Le cause secondo la psicologa: «Equilibri familiari saltati, esposizione costante al cibo, instabilità continua tra chiusure e riaperture. La DAD? Un trigger pericoloso per i soggetti a rischio»
La pandemia ha generato, tra i tanti altri danni “collaterali”, un aumento dell’incidenza fino al 30% e una precocità di insorgenza dei disturbi del comportamento alimentare quali anoressia nervosa e bulimia, soprattutto tra gli adolescenti e i pre-adolescenti (dai 9 ai 15 anni). Si tratta di disturbi che costituiscono due lati della stessa medaglia, con i medesimi fattori predisponenti, acuiti dalle attuali condizioni psicosociali. Abbiamo analizzato il fenomeno insieme alla psicologa Paola Medde, coordinatrice del Gruppo di Lavoro Psicologia e Alimentazione presso l’Ordine degli Psicologi del Lazio.

> [Cosa farai]
1. Elenca tutti i numeri che compaiono nel testo sui disturbi alimentari, nell'ordine in cui sono scritti.
2. Riporta parola per parola il passo del testo sui disturbi alimentari che parte da "La pandemia ha" e arriva fino a "Psicologi del Lazio.".
3. Continua il testo sui disturbi alimentari dopo la sua ultima frase.
Le righe qui sotto non hanno alcun legame con il testo.

> [Righe estratte]
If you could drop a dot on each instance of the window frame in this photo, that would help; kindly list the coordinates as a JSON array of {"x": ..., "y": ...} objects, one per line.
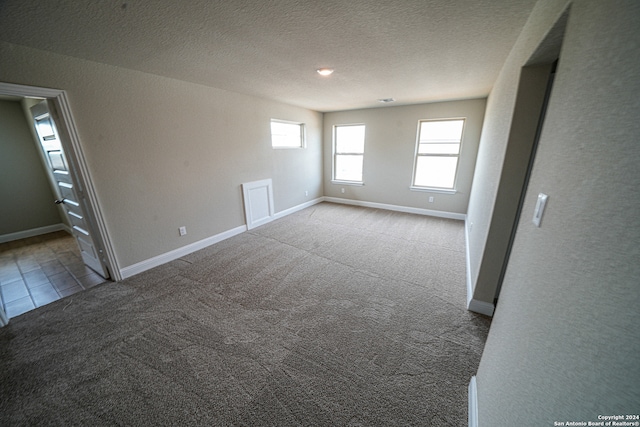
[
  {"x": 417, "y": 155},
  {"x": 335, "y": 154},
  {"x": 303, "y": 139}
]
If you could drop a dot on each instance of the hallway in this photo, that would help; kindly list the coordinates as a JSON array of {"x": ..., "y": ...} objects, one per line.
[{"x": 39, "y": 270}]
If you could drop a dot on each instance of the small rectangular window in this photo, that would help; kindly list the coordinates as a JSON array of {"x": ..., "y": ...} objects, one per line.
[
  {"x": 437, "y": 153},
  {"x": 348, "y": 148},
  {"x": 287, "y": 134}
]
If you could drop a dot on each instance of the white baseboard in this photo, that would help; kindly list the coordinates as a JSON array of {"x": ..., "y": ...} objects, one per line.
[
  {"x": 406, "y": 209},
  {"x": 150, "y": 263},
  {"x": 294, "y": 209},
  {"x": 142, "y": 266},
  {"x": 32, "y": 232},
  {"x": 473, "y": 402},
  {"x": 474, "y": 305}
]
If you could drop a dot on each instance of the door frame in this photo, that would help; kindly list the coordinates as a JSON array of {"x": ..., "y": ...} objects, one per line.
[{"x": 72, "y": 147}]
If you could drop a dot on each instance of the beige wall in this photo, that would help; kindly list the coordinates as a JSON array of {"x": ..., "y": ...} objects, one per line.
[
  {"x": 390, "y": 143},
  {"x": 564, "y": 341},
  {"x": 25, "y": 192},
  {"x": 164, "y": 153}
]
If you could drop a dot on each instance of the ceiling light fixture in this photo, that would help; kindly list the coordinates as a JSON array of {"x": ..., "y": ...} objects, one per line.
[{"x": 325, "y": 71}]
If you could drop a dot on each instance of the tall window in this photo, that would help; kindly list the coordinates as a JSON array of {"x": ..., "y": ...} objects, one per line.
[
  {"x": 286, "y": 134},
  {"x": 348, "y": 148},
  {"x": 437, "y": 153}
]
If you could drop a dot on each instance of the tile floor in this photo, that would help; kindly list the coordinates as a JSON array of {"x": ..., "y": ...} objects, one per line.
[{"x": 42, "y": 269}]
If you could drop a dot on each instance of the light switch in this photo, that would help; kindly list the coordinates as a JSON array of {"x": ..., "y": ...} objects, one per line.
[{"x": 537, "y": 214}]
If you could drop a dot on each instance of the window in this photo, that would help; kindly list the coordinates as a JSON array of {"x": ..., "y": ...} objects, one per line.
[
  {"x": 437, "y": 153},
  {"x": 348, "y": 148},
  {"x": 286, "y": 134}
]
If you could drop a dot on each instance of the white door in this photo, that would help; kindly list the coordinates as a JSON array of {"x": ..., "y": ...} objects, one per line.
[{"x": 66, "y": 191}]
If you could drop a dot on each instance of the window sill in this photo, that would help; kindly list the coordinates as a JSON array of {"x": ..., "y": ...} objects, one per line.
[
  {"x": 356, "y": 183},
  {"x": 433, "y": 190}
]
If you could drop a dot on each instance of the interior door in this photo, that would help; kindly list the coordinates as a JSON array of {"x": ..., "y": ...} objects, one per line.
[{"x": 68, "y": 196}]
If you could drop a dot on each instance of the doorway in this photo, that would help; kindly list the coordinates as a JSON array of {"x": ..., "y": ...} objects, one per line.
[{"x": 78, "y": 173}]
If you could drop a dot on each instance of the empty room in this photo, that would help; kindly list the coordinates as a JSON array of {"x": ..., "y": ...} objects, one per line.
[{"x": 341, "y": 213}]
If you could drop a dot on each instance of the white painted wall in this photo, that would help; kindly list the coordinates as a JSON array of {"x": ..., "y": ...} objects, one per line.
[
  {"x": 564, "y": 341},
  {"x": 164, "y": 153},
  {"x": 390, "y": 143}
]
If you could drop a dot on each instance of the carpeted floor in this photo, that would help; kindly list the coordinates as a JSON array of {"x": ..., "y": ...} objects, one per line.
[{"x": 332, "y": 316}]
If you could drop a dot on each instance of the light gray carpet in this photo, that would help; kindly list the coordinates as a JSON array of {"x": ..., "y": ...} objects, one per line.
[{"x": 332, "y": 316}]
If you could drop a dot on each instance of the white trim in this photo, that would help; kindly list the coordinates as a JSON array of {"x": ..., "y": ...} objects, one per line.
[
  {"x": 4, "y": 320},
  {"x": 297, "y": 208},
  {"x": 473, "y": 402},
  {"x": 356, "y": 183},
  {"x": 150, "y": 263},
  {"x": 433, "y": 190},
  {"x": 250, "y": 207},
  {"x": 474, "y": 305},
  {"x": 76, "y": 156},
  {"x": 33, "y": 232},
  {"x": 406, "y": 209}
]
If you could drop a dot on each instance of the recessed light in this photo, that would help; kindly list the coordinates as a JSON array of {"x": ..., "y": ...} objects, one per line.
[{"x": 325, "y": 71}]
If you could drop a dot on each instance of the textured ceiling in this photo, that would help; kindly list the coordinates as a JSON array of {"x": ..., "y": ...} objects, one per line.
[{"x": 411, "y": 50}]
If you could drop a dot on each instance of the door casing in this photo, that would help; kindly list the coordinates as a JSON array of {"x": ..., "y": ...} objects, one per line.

> [Risposte]
1. 30, 9, 15

2.
La pandemia ha generato, tra i tanti altri danni “collaterali”, un aumento dell’incidenza fino al 30% e una precocità di insorgenza dei disturbi del comportamento alimentare quali anoressia nervosa e bulimia, soprattutto tra gli adolescenti e i pre-adolescenti (dai 9 ai 15 anni). Si tratta di disturbi che costituiscono due lati della stessa medaglia, con i medesimi fattori predisponenti, acuiti dalle attuali condizioni psicosociali. Abbiamo analizzato il fenomeno insieme alla psicologa Paola Medde, coordinatrice del Gruppo di Lavoro Psicologia e Alimentazione presso l’Ordine degli Psicologi del Lazio.

3.
«Sicuramente la pandemia ha aumentato il livello di complessità del vivere quotidiano, togliendo ai giovanissimi gran parte delle loro “reti di supporto”, tra cui la socialità – spiega la psicologa -. In particolare per chi già covava un rapporto complesso con l’alimentazione, l’aggravante è stato il venir meno della possibilità di fare attività sportiva per lunghi periodi di tempo, perché l’attività sportiva è uno strumento che permette, a chi ha un rapporto complesso con il proprio peso e la propria immagine corporea, di contenere e controllare questo tipo di ansia».
«Per contro, durante la pandemia c’è stata una continua esposizione al cibo e questo, associato al venir meno dei meccanismi di controllo, ha in molti casi slatentizzato un disturbo alimentare già presente. Se consideriamo anche la carenza di molti servizi sanitari deputati alla presa in carico di questi disturbi – prosegue – è chiaro che questi si siano esacerbati».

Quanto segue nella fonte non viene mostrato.